━━ TEXT PROVIDED ━━

Or Another Example Prayer:

            Lord, Help me see the truth about myself and see myself the way You do.  Amen




            Before the questions, I guess I do kinda have a challenge.  It’s one to try when you discover fears, doubts, lies, and distorted thoughts or feelings that are affecting your relationship with others or God or yourself. 

            These kinds of things create walls in our lives and around our hearts.  And I believe that in order to let God destroy these walls, fears, etc., we can’t just ignore them or rationalize them.  We have to identify them.  And we might need to identify where they came from and the effect they’ve had on our hearts, thinking, and lives.  And then we need to replace them with God’s truth. 

            Of course, to uncover these things, we should pray for the Spirit’s insight and revelation, and listen to what He has to tell us.  And then when He reveals something, we should explore each one in five parts: 

            A)  Name the fear or doubt or lie or misconception as specifically as possible.

            B)  Try to identify where it came from in your past, when it first started.

            C)  Describe what drives it/feeds it/keeps it going, whether it’s something inside of you or something from other people or life in general.

            D)  Describe the effect it’s had on you and your relationship with others and God. 

            (Ask the Spirit for insight, and be as thorough as you can be.  Take your time working through this section.  If you have a hard time thinking of any walls, reflect on any unhealthy relationship patterns, any negative ways that you interact with others or respond to them, self-destructive or self-protective habits or tendencies, things that others have pointed out about you, things you do that you wish you didn’t do, things you don’t do that you wish you did, any unhealthy thoughts about yourself or about life that run through your head regularly, etc.)     


            As an example, let’s look at one of my fears. 

            A)  When I first began dating my husband, I was very afraid of having my heart broken, of being left. 

            B)   This came from a fear of abandonment which came from a past full of my mother’s divorces.  In my unstable world, people left.    

            C)  I guess I just never felt “good enough,” like I was worth loving or worth sticking with.  I was nothing special or desirable.  I didn’t really “belong.”

━━━
━━ GIVEN INFORMATION ━━

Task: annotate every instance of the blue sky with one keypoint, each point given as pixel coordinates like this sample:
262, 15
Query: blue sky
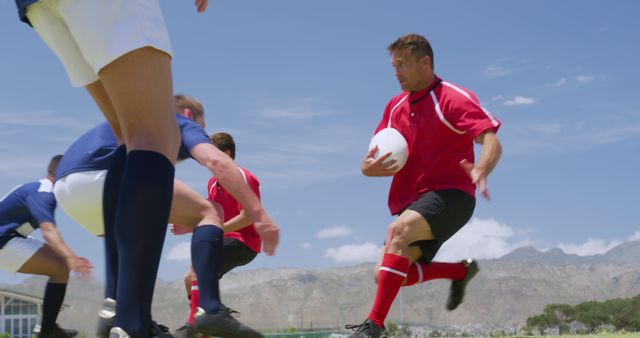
301, 85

━━━

* EXERCISE INSTRUCTIONS
(a) Repeat the passage on identifying inner walls, starting with "(Ask the Spirit" and going on through "of my fears.".
(b) Carry on the passage on identifying inner walls from the point where it stops.
The lines are not needed for anything here.

* RESPONSES FOR EACH TASK
(a)
(Ask the Spirit for insight, and be as thorough as you can be.  Take your time working through this section.  If you have a hard time thinking of any walls, reflect on any unhealthy relationship patterns, any negative ways that you interact with others or respond to them, self-destructive or self-protective habits or tendencies, things that others have pointed out about you, things you do that you wish you didn’t do, things you don’t do that you wish you did, any unhealthy thoughts about yourself or about life that run through your head regularly, etc.)     


            As an example, let’s look at one of my fears.

(b)
            D)  And this caused me to not trust in relationships, to feel like I didn’t matter.  So I became jealous and controlling with my boyfriend, feeling like it was the only way to make him stay with me and to protect myself from pain.  And I kept my distance from others and tried to live in self-sufficiency, never really needing anyone else.  And this feeling has transferred to God, also.  I spent years trying to be a self-sufficient “good Christian” who could handle everything with a smile so that I could please God and “earn” His love, instead of just being the real me - the hurting, broken me – and inviting Him into the broken parts of my heart.  I think I was just so afraid of disappointing Him, of giving Him a reason to “reject” me.     


            Okay, now for the fifth part:

            E)  For each fear, misconception, lie, doubt, etc., find a Truth from God’s Word and through prayer (and if need be, godly counsel) that speaks to it, that counteracts it.  Replace the negatives with God’s positive Truths.  But don’t just pick any verse that fits.  Find one with the Spirit’s help, through prayer.  He knows the Truths that we need to grasp onto.  Write them down next to the lies, fears, and doubts that they go with.  And pray about them.  Thank God for His Truth and ask Him to help you absorb it and learn to live in it.  Confess the lies, fears, and doubts, and ask Him to replace them with the Truth in your heart and mind and life.                                        

            For the fear of being abandoned, I could pick verses like these “Though my father and mother forsake me, the Lord will receive me.”  (Psalm 27:10)  And “he will never leave you nor forsake you.” (Deuteronomy 31:6).  It is critical to replace the lies and counter the fears with Truth.  The Truth will set you free! 



And a Slightly Different Challenge:

            Because of our hurtful pasts, I think that we develop different kinds of lies that we live by.  Some are blatant baseless lies, such as “No one could ever love me.”  That is an outright, self-defeating lie because God loves you, enough to die for you.  

            But some of these “lies” are actually half-truths disguised as lies.  (Huh!?!)  Let me do my best to explain what I mean.  Let’s say that I have an “I’m not worthy” view, and it’s keeping me from getting too close to God.  I pull back from Him in shame, curl up in a ball, and say, “But, O God, I am not worthy.  I don’t deserve Your love or forgiveness or grace . . . or anything.”  And so I keep my distance from Him because I am just too hideous.  I don’t deserve Him.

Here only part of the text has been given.